▸ PROBLEMS TO WORK ON
1. Swap "Tehran" for "Pyongyang" in the passage on Saddam Hussein and nuclear deterrence, and write out that passage from "The most that" up to and including "leftist thought traps.".
2. Extend the passage on Saddam Hussein and nuclear deterrence, picking up after its final sentence.

▸ TEXT BLOCK

=-=-=-=-=

Saddam Hussein al-TikritiLook at it this way: suppose A. Q. Khan had done his work a little faster, or imagine that the DPRK and Saddam had been able to work out a mutually acceptable deal back in the 1990s. Pretend that when March 2003 rolled around, Saddam had a dozen or so Scud-B missiles tipped with 20-kiloton nuclear warheads, warheads that he could lob into Tel Aviv, Incirlik, or Kuwait, or at the U.S. fleet in the Persian Gulf.

Would the Marines have made the long march up to Baghdad anyway? Would the statues in the squares have still been toppled?

Or would Saddam now be sitting next to our President, wearing his dinner jacket and smiling for the photo op? Would he be lionized as a “true friend in the War on Terror”?

It’s worth thinking about.

The Acorn continues:

The most that can be said about hanging dictators and heads of state is that it serves to deter others. The clever ones know that that’s not true either. The real message is “unless you have one of the permanent members of the UN Security Council backing you, don’t mess with America”. The clever ones get it.

But, to be completely accurate, Nitin Pai should have added a clause: “unless you have one of the permanent members of the UN Security Council backing you, or an arsenal of nuclear weapons”.

Tehran gets it.

9 thoughts on “Your Thug or Mine?

  1. Don’t fall into leftist thought traps.

    The list of dictators that need a noose is very long.

    But what would the left say if we started working on the problem? The same thing they’ll say if we don’t. Ignore the nonsense. We are way too far behind to make all or nothing plays. It is one yard at a time against terrorists and dictators.

=-=-=-=-=

▸ LISTED ENTRIES

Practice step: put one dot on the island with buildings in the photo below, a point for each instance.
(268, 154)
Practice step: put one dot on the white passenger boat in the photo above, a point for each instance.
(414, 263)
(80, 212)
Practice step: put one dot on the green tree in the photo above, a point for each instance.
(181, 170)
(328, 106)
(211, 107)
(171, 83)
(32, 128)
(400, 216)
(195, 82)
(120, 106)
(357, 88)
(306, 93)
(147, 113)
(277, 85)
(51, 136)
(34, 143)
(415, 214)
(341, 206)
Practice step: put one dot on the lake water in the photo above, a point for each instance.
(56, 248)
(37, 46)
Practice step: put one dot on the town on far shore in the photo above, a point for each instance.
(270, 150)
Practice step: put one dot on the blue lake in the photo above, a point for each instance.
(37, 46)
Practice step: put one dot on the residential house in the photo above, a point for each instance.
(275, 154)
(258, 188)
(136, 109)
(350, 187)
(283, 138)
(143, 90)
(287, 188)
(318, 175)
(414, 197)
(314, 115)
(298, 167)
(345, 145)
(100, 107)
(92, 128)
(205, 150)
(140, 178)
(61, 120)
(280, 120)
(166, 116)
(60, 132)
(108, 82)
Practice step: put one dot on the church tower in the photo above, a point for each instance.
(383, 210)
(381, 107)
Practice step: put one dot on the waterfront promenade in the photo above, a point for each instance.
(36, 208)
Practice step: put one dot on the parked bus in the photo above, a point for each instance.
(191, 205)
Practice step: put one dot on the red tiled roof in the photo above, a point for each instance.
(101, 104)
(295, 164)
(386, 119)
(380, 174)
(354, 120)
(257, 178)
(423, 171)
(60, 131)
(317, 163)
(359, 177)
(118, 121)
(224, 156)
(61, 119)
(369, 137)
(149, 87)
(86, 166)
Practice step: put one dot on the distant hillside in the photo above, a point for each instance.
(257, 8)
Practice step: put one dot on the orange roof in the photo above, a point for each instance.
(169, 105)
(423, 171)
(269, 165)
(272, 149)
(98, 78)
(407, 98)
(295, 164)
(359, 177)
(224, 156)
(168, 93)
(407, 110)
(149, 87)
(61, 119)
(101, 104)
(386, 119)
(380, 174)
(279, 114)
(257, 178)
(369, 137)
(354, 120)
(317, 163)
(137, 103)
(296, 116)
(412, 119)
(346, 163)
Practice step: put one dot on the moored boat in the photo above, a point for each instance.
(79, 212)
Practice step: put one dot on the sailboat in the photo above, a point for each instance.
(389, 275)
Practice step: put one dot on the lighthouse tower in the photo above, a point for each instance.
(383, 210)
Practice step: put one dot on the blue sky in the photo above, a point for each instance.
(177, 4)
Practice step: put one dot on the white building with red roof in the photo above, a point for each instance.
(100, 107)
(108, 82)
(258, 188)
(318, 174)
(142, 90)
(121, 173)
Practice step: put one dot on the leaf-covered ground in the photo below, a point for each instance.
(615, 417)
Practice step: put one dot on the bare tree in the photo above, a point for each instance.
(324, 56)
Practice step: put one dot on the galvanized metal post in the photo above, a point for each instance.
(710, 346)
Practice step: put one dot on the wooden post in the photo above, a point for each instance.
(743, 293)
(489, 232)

=-=-=-=-=

▸ RESPONSES BY TASK
1.
The most that can be said about hanging dictators and heads of state is that it serves to deter others. The clever ones know that that’s not true either. The real message is “unless you have one of the permanent members of the UN Security Council backing you, don’t mess with America”. The clever ones get it.

But, to be completely accurate, Nitin Pai should have added a clause: “unless you have one of the permanent members of the UN Security Council backing you, or an arsenal of nuclear weapons”.

Pyongyang gets it.

9 thoughts on “Your Thug or Mine?

  1. Don’t fall into leftist thought traps.

2.
  2. Baron,


    But, to be completely accurate, Nitin Pai should have added a clause: “unless you have one of the permanent members of the UN Security Council backing you, or an arsenal of nuclear weapons”

    You are right. It should read “one of the permanent members of the UN Security Council backing you, or an arsenal of nuclear weapons. Preferably, both”.

    George D,

    Articulating policy to satisfy the Left is like trying to convince a tenth-century Pope that the earth is a sphere. But I think ordinary people will understand why some dictators have to be coddled while others squeezed.

    But I hope you realise that this “friend of Freedom” rubbish turns off people in other countries who are otherwise friendly to the United States. Forget Indians, even liberal Pakistanis hate this stuff. The crazies are pissed off anyway. No wonder we hear the “there is no alternative” refrain from smart Americans.

  3. I would definitely not sell the General a life insurance policy. No doubt he is a complete no-goodnik, but he is occasionally useful, and I find dealing with his ilk somewhat preferable to the party bosses/quasi Western kleptocrats Pakistan seems to throw up as its alternative to generals.

  4. I like Musharraf, he’s a master at playing the western media and comes across as very affable. His chat with Jon Stewart was hilarious. I particularly loved his talk about when the US threatened Pakistan after 9/11, his staff wargamed through Pakistan vs the USA, and decided to cooperate… It was brilliant, and must have played well in Karachi.

    OTOH, Pakistan is sheltering Al Qaeda and the Taleban. The anti-Islamist campaign is half-hearted at best. Our Saudi friends are pouring money into radicalising Pakistan; indeed I’d say that both our allies Pakistan & Saudi Arabia are a greater threat to the West than is Iran; Iran is mostly a threat to Saudi Arabia.

  5. Americans have no colonial experience – when you do not have the resources to dominate a country like India you need to find allies and cut deals. That’s how The East India Company did it…………..if you do not have aircraft and ships and tanks abvailable but must still get results, you carve along the grain and not across it.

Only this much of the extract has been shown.